### WHAT TO PRODUCE
Below is a listing; copy all of it exactly.

>> START RAW DATA

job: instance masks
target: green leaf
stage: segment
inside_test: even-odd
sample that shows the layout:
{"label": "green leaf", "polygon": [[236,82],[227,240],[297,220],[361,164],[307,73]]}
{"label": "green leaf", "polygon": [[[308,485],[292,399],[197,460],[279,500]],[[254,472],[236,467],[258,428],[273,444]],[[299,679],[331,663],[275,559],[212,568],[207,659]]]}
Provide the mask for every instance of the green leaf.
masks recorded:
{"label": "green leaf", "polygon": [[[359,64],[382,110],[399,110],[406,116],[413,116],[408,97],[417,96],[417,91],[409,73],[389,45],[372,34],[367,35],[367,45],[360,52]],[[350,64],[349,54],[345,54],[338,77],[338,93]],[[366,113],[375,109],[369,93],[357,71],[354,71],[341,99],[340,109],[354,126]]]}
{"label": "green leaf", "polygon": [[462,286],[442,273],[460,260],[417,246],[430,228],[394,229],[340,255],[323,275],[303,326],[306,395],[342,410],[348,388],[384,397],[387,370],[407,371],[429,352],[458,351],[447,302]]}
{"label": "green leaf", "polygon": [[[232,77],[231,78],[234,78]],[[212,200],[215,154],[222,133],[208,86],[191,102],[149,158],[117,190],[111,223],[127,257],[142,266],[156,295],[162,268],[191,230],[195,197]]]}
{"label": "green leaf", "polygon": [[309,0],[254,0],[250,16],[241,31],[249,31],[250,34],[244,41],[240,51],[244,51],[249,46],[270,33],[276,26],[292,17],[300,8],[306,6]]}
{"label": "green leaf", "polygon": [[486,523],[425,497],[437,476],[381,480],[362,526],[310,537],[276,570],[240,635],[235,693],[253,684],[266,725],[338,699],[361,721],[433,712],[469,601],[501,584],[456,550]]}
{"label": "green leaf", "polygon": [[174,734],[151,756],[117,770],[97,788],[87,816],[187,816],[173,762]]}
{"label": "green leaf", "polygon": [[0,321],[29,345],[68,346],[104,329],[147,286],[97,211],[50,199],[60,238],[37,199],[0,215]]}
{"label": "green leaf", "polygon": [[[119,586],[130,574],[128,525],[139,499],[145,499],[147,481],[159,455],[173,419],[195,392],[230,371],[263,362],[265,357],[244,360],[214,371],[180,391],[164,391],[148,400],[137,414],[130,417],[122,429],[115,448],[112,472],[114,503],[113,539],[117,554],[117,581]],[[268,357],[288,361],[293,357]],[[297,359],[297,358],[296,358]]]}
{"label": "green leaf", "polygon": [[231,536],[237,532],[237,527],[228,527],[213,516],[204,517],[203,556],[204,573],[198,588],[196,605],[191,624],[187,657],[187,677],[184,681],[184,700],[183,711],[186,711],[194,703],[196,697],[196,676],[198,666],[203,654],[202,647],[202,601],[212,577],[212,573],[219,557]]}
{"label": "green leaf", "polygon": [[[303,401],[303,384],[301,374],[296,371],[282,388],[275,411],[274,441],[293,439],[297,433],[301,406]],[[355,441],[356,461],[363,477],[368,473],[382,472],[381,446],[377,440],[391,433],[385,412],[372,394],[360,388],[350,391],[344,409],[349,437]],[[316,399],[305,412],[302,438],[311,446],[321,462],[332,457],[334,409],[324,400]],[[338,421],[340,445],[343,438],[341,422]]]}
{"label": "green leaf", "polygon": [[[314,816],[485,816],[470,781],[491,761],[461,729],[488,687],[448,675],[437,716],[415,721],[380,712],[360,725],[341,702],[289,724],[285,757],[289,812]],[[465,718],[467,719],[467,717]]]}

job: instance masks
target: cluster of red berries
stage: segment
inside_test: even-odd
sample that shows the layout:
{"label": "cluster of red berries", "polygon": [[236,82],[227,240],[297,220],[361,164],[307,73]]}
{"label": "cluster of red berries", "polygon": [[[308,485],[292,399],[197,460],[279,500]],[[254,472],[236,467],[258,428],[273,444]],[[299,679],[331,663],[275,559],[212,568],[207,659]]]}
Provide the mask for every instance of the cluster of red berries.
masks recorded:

>> END RAW DATA

### EXPECTED OUTPUT
job: instance masks
target: green leaf
stage: segment
inside_test: even-odd
sample that shows the layout:
{"label": "green leaf", "polygon": [[236,82],[227,240],[297,220],[361,164],[307,73]]}
{"label": "green leaf", "polygon": [[[308,485],[292,399],[197,460],[279,500]],[[254,472],[236,467],[258,428],[273,444]],[[299,679],[331,663],[275,559],[212,568],[207,659]]]}
Provide the mask for every instance of the green leaf.
masks recorded:
{"label": "green leaf", "polygon": [[[359,64],[382,110],[399,110],[406,116],[413,116],[408,97],[417,96],[417,91],[409,73],[389,45],[372,34],[367,35],[367,45],[360,52]],[[350,64],[349,54],[345,54],[338,77],[338,93]],[[366,113],[375,109],[369,93],[357,71],[354,71],[341,99],[340,109],[354,126]]]}
{"label": "green leaf", "polygon": [[462,286],[442,273],[460,260],[417,246],[430,228],[394,229],[340,255],[323,275],[303,326],[306,395],[342,410],[348,388],[384,397],[387,370],[407,371],[429,352],[458,351],[447,302]]}
{"label": "green leaf", "polygon": [[[232,77],[231,78],[234,78]],[[212,200],[215,154],[222,133],[208,86],[191,102],[149,158],[117,190],[111,223],[127,257],[142,266],[156,295],[162,268],[191,230],[195,197]]]}
{"label": "green leaf", "polygon": [[309,0],[254,0],[250,16],[241,31],[249,31],[250,34],[244,41],[240,51],[244,51],[249,46],[270,33],[276,26],[292,17],[300,8],[306,6]]}
{"label": "green leaf", "polygon": [[486,523],[425,497],[437,476],[381,480],[362,526],[310,537],[276,570],[240,635],[235,693],[253,684],[266,725],[338,699],[361,721],[433,712],[469,601],[501,584],[456,550]]}
{"label": "green leaf", "polygon": [[174,734],[151,756],[117,770],[97,788],[87,816],[187,816],[173,762]]}
{"label": "green leaf", "polygon": [[0,321],[29,345],[68,346],[104,329],[147,286],[97,211],[50,199],[60,238],[37,199],[0,215]]}
{"label": "green leaf", "polygon": [[[119,586],[130,574],[128,525],[139,499],[145,499],[147,481],[159,455],[173,419],[195,392],[230,371],[263,362],[265,357],[244,360],[214,371],[180,391],[164,391],[148,400],[137,414],[130,417],[122,429],[115,448],[112,472],[114,503],[113,539],[117,554],[117,581]],[[268,357],[288,361],[293,357]],[[297,359],[297,358],[296,358]]]}
{"label": "green leaf", "polygon": [[231,536],[237,532],[237,527],[228,527],[213,516],[204,517],[203,556],[204,573],[198,588],[196,605],[191,624],[187,657],[187,677],[184,681],[184,700],[183,711],[186,711],[194,703],[196,697],[196,676],[198,666],[203,654],[202,647],[202,601],[212,577],[212,573],[219,557]]}
{"label": "green leaf", "polygon": [[[303,401],[303,384],[301,374],[296,371],[282,388],[275,411],[274,441],[293,439],[297,433],[301,406]],[[355,441],[356,461],[363,477],[368,473],[382,472],[381,446],[377,440],[391,433],[385,412],[372,394],[360,388],[350,391],[344,409],[349,437]],[[316,399],[305,412],[302,438],[311,446],[321,462],[332,457],[334,409],[324,400]],[[338,421],[340,445],[343,438],[341,422]]]}
{"label": "green leaf", "polygon": [[[314,816],[485,816],[470,781],[491,761],[461,729],[488,687],[448,675],[437,716],[415,721],[380,712],[360,725],[341,702],[289,724],[285,757],[289,812]],[[465,718],[467,719],[467,717]]]}

job: instance masks
target: cluster of red berries
stage: segment
inside_test: even-odd
sample that shows the layout:
{"label": "cluster of red berries", "polygon": [[236,82],[227,240],[297,220],[361,164],[307,73]]}
{"label": "cluster of red berries", "polygon": [[[308,485],[292,399],[197,460],[279,500]],[[254,472],[236,467],[258,428],[273,444]],[[299,679],[331,663],[275,559],[212,568],[207,659]]]}
Provide the mask for every instance of the cluster of red berries.
masks recorded:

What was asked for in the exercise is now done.